Requirements: Collect every line in the entries below that contains the string "Please", treating uppercase and lowercase letters as different.

Items:
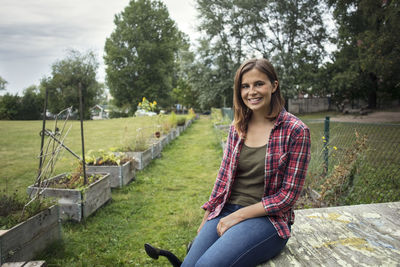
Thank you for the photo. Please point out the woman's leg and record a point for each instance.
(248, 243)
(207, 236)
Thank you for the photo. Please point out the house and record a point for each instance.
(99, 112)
...
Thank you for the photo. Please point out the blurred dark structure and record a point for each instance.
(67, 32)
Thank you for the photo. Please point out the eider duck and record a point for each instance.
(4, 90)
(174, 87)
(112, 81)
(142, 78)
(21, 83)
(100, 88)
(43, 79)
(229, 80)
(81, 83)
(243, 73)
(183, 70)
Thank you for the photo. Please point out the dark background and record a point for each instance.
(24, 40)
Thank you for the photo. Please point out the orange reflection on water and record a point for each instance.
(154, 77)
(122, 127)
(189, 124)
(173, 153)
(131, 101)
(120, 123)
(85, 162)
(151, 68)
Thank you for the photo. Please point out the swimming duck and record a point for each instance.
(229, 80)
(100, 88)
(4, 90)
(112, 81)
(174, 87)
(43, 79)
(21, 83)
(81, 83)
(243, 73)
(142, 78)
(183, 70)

Answer for this exercise:
Thank you for the photo. Please point out the woman's leg and record a point for each instance.
Thank you for the photo. Please point out the house and record a point for each instance.
Thank you for the photo. Please point out the blurred dark structure and record a point for each instance.
Thank you for the photo. Please point out the eider duck and record a point for each instance.
Thank you for the photo. Please point out the dark background and record a point for each instance.
Thank you for the photo. Please point out the orange reflection on water and record a point for each instance.
Thank you for the photo. Please point out the swimming duck and record a point for each instance.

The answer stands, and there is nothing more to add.